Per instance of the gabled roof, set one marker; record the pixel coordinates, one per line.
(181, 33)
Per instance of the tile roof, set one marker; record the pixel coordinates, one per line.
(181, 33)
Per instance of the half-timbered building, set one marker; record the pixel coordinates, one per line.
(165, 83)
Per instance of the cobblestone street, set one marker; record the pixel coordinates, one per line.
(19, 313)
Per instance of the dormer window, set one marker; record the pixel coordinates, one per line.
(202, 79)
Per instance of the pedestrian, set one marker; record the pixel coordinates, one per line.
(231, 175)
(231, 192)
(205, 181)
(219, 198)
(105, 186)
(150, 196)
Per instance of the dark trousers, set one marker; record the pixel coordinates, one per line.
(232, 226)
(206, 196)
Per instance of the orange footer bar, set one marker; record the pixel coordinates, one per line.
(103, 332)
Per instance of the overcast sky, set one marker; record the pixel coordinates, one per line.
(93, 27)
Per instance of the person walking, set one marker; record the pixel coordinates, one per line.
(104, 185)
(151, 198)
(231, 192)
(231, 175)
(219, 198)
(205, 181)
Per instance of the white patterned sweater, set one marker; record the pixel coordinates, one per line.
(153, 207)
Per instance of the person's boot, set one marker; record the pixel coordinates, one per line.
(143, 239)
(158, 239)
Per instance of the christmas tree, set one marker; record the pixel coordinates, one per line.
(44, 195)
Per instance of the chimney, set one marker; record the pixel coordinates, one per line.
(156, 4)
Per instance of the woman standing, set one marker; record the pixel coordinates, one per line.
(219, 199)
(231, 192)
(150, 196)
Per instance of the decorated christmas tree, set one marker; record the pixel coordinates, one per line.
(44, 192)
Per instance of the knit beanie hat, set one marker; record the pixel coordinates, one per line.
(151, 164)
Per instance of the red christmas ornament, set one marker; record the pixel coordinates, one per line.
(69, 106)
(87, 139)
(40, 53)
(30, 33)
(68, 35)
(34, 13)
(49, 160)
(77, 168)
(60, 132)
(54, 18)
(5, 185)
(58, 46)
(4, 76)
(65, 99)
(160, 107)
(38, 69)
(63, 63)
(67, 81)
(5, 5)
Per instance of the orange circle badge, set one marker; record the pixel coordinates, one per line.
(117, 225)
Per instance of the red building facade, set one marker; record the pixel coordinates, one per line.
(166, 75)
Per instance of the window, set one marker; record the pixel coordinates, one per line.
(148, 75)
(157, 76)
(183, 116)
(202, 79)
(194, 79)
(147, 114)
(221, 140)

THE EXERCISE
Every entry above should be retyped exactly as shown.

TASK RESULT
Per instance of the gabled roof, set one marker; record the pixel coordinates, one per line.
(181, 33)
Per instance of the tile roof, set one marker; record the pixel coordinates, one per line.
(181, 33)
Per instance of the half-timbered building, set one marker; record the pixel coordinates, one per line.
(165, 83)
Per instance of the cobblestone street, set one marker; record the pixel coordinates, one per line.
(19, 313)
Per instance of the dormer window, set one marker; record the pixel coordinates, one per line.
(202, 79)
Per instance of the pedestrian, set one marker; record the pixel coordinates, one per line.
(231, 175)
(231, 192)
(205, 181)
(219, 198)
(105, 186)
(150, 196)
Per instance of the dark trousers, set one marker; record the pixel coordinates, one per line.
(232, 226)
(206, 196)
Per instance of the orange footer bar, set one marker; record the pixel coordinates, one per line.
(103, 332)
Per instance of the overcast sky, set one marker; record the pixel coordinates, one per line.
(93, 27)
Per instance of the person walking, set one marker; record the pixel coordinates, one per line.
(104, 185)
(151, 198)
(231, 192)
(231, 175)
(219, 198)
(205, 181)
Per instance of the white patterned sweater, set one marker; record the pixel coordinates, one per line.
(153, 207)
Per instance of the person's boot, set one marker; record the pixel coordinates, one per line.
(143, 239)
(158, 239)
Per instance of the christmas tree, set one marker; record the pixel coordinates, one per line.
(44, 195)
Per instance of the chimney, set one marker; record the pixel coordinates, one per line.
(156, 4)
Per instance of the woman standing, set one marker; record the pixel coordinates, one per line.
(219, 199)
(231, 192)
(150, 196)
Per instance of the decorated christmas tree, set one marker; record the pixel coordinates, one per line.
(44, 192)
Per instance of the knit beanie hat, set one marker; record the pixel coordinates, one per line.
(151, 164)
Per instance of the red christmas ornament, set one marker; record the pixel coordinates, one per line.
(69, 106)
(87, 139)
(40, 53)
(30, 33)
(68, 35)
(34, 13)
(49, 160)
(77, 168)
(60, 132)
(54, 18)
(5, 185)
(58, 46)
(4, 76)
(65, 99)
(160, 107)
(38, 69)
(63, 63)
(67, 81)
(5, 5)
Per instance of the orange circle badge, set one marker; record the pixel coordinates, one per line.
(117, 225)
Per instance of the red building facade, set one marker; record the pixel coordinates, one per line.
(166, 75)
Per instance of the window, set one marker; record the pixel coordinates, one per line.
(148, 75)
(157, 76)
(183, 116)
(202, 79)
(194, 79)
(147, 114)
(221, 140)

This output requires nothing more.